● WORK TO DO
Reproduce every one of the rows below word for word, in the same order and without any changes.
** Begin MATERIAL **
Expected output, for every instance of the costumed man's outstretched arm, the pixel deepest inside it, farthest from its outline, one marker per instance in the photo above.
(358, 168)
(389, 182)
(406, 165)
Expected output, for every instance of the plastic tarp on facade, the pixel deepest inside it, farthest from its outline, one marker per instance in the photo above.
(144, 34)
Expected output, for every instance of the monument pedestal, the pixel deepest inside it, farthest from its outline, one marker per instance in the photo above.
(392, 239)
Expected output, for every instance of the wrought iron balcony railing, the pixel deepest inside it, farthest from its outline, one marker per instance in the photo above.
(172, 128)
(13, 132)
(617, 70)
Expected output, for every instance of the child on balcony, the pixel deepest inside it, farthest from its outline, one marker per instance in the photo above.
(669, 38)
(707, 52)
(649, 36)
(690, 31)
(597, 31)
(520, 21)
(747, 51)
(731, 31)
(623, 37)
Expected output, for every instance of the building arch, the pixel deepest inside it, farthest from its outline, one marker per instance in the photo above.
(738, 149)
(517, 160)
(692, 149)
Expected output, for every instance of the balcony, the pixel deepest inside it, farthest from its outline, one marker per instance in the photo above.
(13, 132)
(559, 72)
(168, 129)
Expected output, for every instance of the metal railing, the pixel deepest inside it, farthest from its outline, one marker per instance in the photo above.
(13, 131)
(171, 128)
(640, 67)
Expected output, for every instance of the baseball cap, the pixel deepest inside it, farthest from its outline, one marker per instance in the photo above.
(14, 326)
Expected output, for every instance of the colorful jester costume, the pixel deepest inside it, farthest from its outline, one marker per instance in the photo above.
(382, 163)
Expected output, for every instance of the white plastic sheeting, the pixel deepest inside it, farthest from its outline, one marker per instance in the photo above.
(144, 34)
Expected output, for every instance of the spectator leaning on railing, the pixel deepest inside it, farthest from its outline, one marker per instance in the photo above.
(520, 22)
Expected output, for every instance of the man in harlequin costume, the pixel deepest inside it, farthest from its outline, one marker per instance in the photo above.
** End MATERIAL **
● FINISHED EXERCISE
Expected output, for every instance of the costumed man's outstretched arm, the pixel deepest inside it, farthest from its outline, one marker per instance in the photo above.
(358, 168)
(389, 182)
(406, 165)
Expected output, for every instance of the plastic tarp on facade, the pixel deepest inside it, farthest from its outline, one marker per instance in the photo above.
(144, 34)
Expected output, for every instance of the monument pedestal, the pixel deepest inside it, farthest from its outline, one marker per instance in the photo above.
(392, 239)
Expected output, for every instance of the wrought iron balcony railing, the pixel deepest inside it, farthest from its outline, one marker per instance in the photo above.
(172, 128)
(13, 132)
(617, 70)
Expected output, for every instance of the child on balcony, the pixel deepest inside it, farthest from its outline, one marker per instance in the photo above.
(669, 38)
(707, 52)
(649, 36)
(690, 31)
(597, 31)
(520, 21)
(747, 51)
(731, 31)
(623, 37)
Expected output, for every instance of the building arch, the pixel deepest inside it, farthest from its outline, one marker per instance in the photo above.
(738, 149)
(517, 160)
(692, 149)
Expected output, for every instance of the balcony, the pixel deepest inside it, farthest from its outline, one marker per instance in the photo above.
(13, 132)
(559, 72)
(168, 129)
Expected output, for every instance of the metal railing, the pixel deepest inside it, farthest from its outline, one marker per instance in the photo above.
(13, 131)
(171, 128)
(640, 67)
Expected output, for every instance of the baseball cap, the pixel deepest inside it, farthest from its outline, one marker per instance in the photo above.
(14, 326)
Expected output, for every instance of the colorful jester costume, the pixel deepest inside it, farthest from its outline, one marker per instance in the photo above.
(382, 163)
Expected output, for every instance of the white plastic sheeting, the pixel deepest inside it, farthest from its outline, one marker per instance in the photo above.
(144, 34)
Expected output, for every instance of the spectator leaning on railing, the pixel deepest inside it, farthest from its outline, one marker per instance in the photo above.
(520, 22)
Expected output, for every instance of the man in harlequin costume, the pixel deepest inside it, farthest from its outline, one marker per instance in the photo above.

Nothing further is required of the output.